_Stated goal:_ Output only the span of lines that begins at the line containing "Put a dot on each instance of the banister" and ends at the last line of the data, both included, exactly as they appear.

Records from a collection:
□ □ □ □ □

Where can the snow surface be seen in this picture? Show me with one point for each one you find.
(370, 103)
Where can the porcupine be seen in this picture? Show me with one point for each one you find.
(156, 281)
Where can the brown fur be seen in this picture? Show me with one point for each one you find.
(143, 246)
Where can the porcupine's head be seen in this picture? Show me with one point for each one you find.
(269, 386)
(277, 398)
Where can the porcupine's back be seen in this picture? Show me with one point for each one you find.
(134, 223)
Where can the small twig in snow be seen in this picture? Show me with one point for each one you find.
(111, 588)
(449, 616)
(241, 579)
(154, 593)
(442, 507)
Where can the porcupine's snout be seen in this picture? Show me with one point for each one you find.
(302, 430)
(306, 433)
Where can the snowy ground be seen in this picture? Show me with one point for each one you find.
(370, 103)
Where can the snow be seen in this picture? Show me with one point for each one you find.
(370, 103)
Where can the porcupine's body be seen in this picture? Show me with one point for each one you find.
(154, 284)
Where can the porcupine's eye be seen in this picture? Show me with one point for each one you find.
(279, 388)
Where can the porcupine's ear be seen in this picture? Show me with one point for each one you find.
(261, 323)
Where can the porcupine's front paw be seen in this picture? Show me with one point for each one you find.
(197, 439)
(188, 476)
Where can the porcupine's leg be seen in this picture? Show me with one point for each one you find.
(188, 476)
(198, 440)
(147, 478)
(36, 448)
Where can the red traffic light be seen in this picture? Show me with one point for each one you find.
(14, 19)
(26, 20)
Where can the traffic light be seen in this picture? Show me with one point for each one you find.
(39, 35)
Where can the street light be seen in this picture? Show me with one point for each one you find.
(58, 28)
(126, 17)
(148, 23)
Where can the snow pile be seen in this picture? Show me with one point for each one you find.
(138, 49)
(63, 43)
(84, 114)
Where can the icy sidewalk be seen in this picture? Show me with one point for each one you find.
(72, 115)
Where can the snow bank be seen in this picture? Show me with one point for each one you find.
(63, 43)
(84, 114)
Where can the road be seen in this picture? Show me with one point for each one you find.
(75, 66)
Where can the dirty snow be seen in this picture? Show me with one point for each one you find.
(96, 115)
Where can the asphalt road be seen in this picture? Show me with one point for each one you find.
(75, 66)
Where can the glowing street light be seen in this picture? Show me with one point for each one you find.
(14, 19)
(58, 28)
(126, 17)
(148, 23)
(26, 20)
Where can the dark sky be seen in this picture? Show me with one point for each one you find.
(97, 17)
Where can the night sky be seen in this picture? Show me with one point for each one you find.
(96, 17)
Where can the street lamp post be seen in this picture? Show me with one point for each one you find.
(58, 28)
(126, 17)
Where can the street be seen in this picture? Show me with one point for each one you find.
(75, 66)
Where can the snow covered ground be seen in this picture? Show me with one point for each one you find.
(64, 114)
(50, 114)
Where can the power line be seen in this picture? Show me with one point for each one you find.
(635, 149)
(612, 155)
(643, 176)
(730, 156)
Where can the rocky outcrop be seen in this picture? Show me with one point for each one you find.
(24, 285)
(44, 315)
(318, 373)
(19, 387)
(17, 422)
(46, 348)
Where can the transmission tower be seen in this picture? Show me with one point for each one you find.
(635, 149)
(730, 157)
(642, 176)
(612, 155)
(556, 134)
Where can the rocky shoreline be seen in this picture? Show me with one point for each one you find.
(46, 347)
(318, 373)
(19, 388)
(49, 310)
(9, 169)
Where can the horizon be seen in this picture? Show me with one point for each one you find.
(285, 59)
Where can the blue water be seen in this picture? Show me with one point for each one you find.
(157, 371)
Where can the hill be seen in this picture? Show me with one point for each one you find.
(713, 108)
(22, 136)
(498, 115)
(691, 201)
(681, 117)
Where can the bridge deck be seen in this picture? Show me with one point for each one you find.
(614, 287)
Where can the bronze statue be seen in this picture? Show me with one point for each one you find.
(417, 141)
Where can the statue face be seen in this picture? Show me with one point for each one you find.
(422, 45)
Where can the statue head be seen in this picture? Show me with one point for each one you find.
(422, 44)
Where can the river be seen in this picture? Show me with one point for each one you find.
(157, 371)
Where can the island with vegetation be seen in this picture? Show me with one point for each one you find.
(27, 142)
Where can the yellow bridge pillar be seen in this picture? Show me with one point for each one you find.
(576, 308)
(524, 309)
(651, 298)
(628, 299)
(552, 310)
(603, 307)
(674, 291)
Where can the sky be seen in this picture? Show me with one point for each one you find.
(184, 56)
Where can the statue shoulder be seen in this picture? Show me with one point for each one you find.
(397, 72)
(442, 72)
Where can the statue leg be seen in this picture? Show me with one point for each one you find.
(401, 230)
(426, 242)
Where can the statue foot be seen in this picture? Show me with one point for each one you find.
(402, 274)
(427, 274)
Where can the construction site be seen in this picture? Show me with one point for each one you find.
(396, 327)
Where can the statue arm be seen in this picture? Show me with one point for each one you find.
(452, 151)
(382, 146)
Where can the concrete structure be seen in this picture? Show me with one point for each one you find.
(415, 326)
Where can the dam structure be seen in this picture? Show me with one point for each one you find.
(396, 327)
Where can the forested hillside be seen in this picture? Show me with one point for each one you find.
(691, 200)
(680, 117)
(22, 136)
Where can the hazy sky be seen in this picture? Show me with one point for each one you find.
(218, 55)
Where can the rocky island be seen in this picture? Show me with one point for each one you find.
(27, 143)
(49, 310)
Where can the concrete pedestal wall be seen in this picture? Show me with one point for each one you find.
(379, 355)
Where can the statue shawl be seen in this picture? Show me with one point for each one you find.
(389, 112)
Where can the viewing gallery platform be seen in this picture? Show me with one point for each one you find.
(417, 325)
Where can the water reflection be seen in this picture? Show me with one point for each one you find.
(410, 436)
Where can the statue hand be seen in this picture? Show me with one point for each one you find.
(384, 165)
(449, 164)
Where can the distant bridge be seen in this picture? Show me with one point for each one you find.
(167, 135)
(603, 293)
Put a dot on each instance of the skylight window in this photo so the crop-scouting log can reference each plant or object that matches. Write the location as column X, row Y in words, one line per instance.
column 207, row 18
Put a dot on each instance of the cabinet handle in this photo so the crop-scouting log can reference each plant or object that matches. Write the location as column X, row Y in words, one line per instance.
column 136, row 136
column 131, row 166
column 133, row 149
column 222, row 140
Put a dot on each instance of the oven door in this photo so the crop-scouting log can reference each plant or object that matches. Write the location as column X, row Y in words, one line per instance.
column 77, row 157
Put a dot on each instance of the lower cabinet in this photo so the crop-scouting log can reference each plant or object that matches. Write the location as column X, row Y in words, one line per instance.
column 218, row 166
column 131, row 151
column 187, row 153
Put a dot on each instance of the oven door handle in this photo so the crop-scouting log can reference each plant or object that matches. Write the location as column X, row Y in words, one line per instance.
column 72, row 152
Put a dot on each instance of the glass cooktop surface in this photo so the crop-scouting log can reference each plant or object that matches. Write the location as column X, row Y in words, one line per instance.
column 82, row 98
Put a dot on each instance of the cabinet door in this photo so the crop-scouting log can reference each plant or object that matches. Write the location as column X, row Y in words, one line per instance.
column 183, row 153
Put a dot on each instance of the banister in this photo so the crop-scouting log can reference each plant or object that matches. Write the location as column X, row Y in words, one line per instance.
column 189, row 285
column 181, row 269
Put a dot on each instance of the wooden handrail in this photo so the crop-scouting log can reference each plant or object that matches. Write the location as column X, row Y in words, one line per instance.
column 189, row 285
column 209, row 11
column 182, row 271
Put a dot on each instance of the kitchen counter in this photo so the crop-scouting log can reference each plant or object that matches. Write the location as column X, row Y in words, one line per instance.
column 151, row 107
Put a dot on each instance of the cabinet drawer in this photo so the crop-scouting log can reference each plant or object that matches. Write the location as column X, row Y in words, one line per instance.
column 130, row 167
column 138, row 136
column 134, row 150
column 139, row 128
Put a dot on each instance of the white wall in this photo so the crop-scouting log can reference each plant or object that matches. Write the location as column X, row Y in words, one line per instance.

□ □ □ □ □

_Finished task:_
Put a dot on each instance of the banister in this photo so the crop-scouting log can reference each plant or object that matches. Write the location as column X, row Y in words, one line per instance.
column 189, row 285
column 181, row 269
Put a dot on each instance of the wooden handrail in this photo so the crop-scouting log can reference each plant or object that matches. Write the location as column X, row Y in words, one line per instance.
column 189, row 285
column 209, row 11
column 182, row 271
Put a dot on each instance of the kitchen counter in this photo so the crop-scouting log can reference each plant or object that matches. Write the location as column X, row Y in words, one line per instance.
column 151, row 107
Put a dot on each instance of the cabinet drawer in this photo so the crop-scouting log can reference each plant or object that matches. Write the location as column X, row Y in words, one line per instance.
column 130, row 167
column 138, row 136
column 134, row 150
column 139, row 128
Put a dot on each instance of the white wall in this photo so the crop-scouting log can reference each plant or object that matches. Write the location as column X, row Y in words, one line per instance.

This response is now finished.